Extrait choisi:
Actuellement nous sommes colonisés et cette invasion se double d'un incroyable masochisme
de la part des européens eux-mêmes. Or, seule une crise terrifiante que je souhaite,
à cet égard peut changer les mentalités collectives, réveiller les Européens. Dans
mon nouveau livre, Avant-Guerre, je développe ma thèse de "La Colonisation
de l'Europe", tout en allant au-delà, en dépassant le contexte européen. Car pour
moi, à présent que nous sommes entrés de plain-pied dans le choc des civilisations,
nous allons vers la troisième guerre mondiale !
Le choc de septembre 2001 a semblé réveiller la capacité d'analyse de certains
médias. Puis, bien vite, Bush a précisé qu'il ne faisait pas la guerre à l'Islam, les
grands médias Le Monde ou Télérama en France, La Repubblica en
Italie, ont consacré toute leur énergie à nous faire connaître l'Islam, cette religion
de tolérance et de culture, si proche et si lointaine! La censure est-elle déjà revenue
?
Cette
prise de conscience était un frémissement, un battement d'aile. Quand Bush et Blair
disent qu'ils ne font pas la guerre à l'islam, c'est risible. Peut-être qu'on ne fait
pas la guerre à l'islam, mais l'islam nous fait la guerre ! Ce n'est pas vous qui
désignez l'ennemi, c'est l'ennemi qui vous désigne ! Ils
savaient très bien qu'ils déclaraient la guerre à l'islam, qui d'ailleurs est désigné
en arabe par le même mot que l'"islamisme" : islamiya. Il y a donc eu
une petite prise de conscience, mais elle n'est pas très importante. La guerre que nous
fait l'Islam n'a pas commencé le 11 septembre 2001, mais dès les années 60. Ce qui est
positif, c'est que les islamistes sont allé trop loin, trop vite : c'est la mentalité
arabe qui veut ça. Ils sont passés trop vite du temps de la paix au temps de la guerre,
alors qu'ils étaient en train d'envahir les consciences. S'ils avaient été moins
pressés, personne n'aurait rien vu. Sans doute, pour que les yeux s'ouvrent vraiment,
faudra-t-il un attentat géant : mais je ne crois pas que cela aura lieu tout de suite, ce
n'est pas dans leur intérêt d'en réaliser trop dans l'immédiat. Il est possible qu'il
y ait une période de calme. Nous sommes face à un terrorisme qui ne dépend pas d'une
vraie organisation terroriste, mais se déploie suivant la logique d'une guerre
transnationale, en réseaux, et qui va au-delà des seules capacités d'un groupe comme
Al-Qaïda : l'islam est une multinationale, la guerre n'est pas territorialisée, ni
réductible aux méfaits d'une seule organisation ! La fin de Ben Laden ne résoudra rien
du tout car ce dernier, simple sponsor du djihad malgré sa posture de Prophète, n'avait
fait qu'applaudir à des actes qu'il avait sans doute suivis et financés, mais
certainement pas organisés directement lui-même !

Données extraites:
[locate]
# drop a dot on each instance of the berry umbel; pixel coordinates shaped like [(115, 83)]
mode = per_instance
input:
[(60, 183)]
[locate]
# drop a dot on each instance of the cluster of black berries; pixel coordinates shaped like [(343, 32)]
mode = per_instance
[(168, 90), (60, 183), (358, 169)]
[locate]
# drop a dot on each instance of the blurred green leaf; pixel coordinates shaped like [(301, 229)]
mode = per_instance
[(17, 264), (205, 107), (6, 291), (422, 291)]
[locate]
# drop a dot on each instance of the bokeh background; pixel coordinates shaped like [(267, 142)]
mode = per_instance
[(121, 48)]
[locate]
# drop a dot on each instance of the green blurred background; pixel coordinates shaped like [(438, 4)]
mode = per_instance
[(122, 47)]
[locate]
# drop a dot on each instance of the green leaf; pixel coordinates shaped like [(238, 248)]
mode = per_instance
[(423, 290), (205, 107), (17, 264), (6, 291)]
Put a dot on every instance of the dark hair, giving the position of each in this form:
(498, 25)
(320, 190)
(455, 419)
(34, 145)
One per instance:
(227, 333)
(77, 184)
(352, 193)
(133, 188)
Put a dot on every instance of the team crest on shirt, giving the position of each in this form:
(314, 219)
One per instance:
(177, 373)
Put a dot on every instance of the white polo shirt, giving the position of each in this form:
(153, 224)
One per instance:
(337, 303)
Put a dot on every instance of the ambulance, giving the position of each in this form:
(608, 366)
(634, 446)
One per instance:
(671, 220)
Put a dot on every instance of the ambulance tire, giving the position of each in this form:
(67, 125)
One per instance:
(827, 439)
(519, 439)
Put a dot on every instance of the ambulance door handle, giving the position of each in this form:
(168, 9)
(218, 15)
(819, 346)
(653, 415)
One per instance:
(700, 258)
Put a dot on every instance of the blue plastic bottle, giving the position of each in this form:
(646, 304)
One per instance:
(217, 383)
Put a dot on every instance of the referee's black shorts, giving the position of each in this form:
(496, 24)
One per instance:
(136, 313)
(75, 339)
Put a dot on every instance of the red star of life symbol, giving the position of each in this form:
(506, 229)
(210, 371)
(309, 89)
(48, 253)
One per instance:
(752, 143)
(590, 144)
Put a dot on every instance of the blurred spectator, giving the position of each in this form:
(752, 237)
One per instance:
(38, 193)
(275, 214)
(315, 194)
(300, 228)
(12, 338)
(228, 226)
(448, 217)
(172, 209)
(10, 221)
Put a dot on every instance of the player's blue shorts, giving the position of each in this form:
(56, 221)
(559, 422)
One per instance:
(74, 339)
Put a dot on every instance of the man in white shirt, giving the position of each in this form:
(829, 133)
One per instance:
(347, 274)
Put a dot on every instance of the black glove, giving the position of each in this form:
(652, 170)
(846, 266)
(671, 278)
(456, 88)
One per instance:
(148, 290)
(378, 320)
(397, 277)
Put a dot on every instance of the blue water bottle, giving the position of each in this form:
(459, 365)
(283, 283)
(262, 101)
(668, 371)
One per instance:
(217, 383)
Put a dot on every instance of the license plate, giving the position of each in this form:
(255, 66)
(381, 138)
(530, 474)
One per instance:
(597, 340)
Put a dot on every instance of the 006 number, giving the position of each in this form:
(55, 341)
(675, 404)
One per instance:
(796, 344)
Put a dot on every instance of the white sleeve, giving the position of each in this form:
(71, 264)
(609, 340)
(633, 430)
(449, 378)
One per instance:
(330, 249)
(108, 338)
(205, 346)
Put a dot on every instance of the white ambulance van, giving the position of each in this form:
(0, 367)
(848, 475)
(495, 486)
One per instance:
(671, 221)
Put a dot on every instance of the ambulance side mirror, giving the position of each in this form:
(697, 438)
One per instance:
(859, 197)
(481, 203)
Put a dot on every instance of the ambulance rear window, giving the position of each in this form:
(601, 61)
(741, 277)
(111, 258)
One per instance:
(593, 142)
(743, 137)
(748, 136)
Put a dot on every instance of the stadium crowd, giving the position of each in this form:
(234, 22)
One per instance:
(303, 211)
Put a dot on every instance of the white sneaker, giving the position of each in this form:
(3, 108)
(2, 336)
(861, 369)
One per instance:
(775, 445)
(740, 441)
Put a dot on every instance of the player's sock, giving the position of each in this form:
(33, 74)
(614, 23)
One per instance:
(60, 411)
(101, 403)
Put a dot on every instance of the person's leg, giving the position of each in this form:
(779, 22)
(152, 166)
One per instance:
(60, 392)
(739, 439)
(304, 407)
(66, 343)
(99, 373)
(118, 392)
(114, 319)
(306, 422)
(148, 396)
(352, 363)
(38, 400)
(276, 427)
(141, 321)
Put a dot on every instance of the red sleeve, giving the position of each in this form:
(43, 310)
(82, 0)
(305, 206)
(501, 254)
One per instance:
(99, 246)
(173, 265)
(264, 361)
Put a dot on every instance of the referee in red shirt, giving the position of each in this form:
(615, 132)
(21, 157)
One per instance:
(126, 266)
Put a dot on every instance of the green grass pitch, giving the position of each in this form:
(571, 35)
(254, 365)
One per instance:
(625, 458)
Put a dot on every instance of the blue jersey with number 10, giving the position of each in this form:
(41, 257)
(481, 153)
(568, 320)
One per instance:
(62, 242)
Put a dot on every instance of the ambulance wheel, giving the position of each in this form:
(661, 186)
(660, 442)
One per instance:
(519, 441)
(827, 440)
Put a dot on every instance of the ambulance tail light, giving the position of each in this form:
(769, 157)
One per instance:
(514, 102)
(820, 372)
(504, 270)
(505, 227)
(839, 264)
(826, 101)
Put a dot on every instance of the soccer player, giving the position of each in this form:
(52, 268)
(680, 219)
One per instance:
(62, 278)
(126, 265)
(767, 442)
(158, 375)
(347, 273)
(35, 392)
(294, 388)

Consignes:
a - Pouvez-vous reproduire le passage de l'extrait qui va de « Actuellement nous sommes » jusqu'à « guerre mondiale ! » inclus ?
b - Répondez à ces questions d'après l'extrait :
(i) Quel titre porte le nouveau livre évoqué ?
(ii) Selon l'extrait, à partir de quand la guerre décrite a-t-elle commencé ?
(iii) Quels grands médias français sont nommés ?
c - Comment résumer sous forme de liste le paragraphe de l'extrait qui commence par « Le choc de septembre 2001 » ?

Corrigés:
a -
Actuellement nous sommes colonisés et cette invasion se double d'un incroyable masochisme
de la part des européens eux-mêmes. Or, seule une crise terrifiante que je souhaite,
à cet égard peut changer les mentalités collectives, réveiller les Européens. Dans
mon nouveau livre, Avant-Guerre, je développe ma thèse de "La Colonisation
de l'Europe", tout en allant au-delà, en dépassant le contexte européen. Car pour
moi, à présent que nous sommes entrés de plain-pied dans le choc des civilisations,
nous allons vers la troisième guerre mondiale !

b -
(i) Avant-Guerre.
(ii) Dès les années 60, et non le 11 septembre 2001.
(iii) Le Monde et Télérama.

c -
- Le choc de septembre 2001 a semblé réveiller la capacité d'analyse de certains médias.
- Bush a ensuite précisé qu'il ne faisait pas la guerre à l'Islam.
- De grands médias, comme Le Monde et Télérama en France et La Repubblica en Italie, ont alors consacré leur énergie à présenter l'Islam comme une religion de tolérance et de culture.
- Le paragraphe se termine en demandant si la censure est déjà revenue.